• [What is needed] Every line of the data below is to be retyped exactly.

(Saved data entries)

★ ★ ★ ★ ★ ★ ★

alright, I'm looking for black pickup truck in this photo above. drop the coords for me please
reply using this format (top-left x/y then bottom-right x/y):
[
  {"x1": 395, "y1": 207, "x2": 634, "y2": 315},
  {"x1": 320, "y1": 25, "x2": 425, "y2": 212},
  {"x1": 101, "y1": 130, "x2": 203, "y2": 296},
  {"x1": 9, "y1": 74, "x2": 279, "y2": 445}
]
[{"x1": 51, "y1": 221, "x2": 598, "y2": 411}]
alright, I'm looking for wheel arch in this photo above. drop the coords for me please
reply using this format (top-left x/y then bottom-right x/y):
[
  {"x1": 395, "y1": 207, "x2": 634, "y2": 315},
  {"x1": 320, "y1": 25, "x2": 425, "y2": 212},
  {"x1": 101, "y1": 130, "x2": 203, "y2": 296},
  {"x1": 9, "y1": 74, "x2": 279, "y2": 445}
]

★ ★ ★ ★ ★ ★ ★

• [Problem solution]
alright, I'm looking for black pickup truck in this photo above. drop the coords for me please
reply using this format (top-left x/y then bottom-right x/y):
[
  {"x1": 395, "y1": 207, "x2": 634, "y2": 315},
  {"x1": 320, "y1": 25, "x2": 425, "y2": 212},
  {"x1": 101, "y1": 130, "x2": 203, "y2": 296},
  {"x1": 9, "y1": 74, "x2": 279, "y2": 445}
]
[{"x1": 51, "y1": 221, "x2": 598, "y2": 411}]
alright, I'm looking for wheel arch in this photo above. drop the coords for me please
reply using this format (top-left x/y then bottom-right x/y):
[
  {"x1": 395, "y1": 207, "x2": 634, "y2": 315},
  {"x1": 320, "y1": 25, "x2": 425, "y2": 212},
  {"x1": 101, "y1": 130, "x2": 203, "y2": 296},
  {"x1": 9, "y1": 74, "x2": 279, "y2": 445}
]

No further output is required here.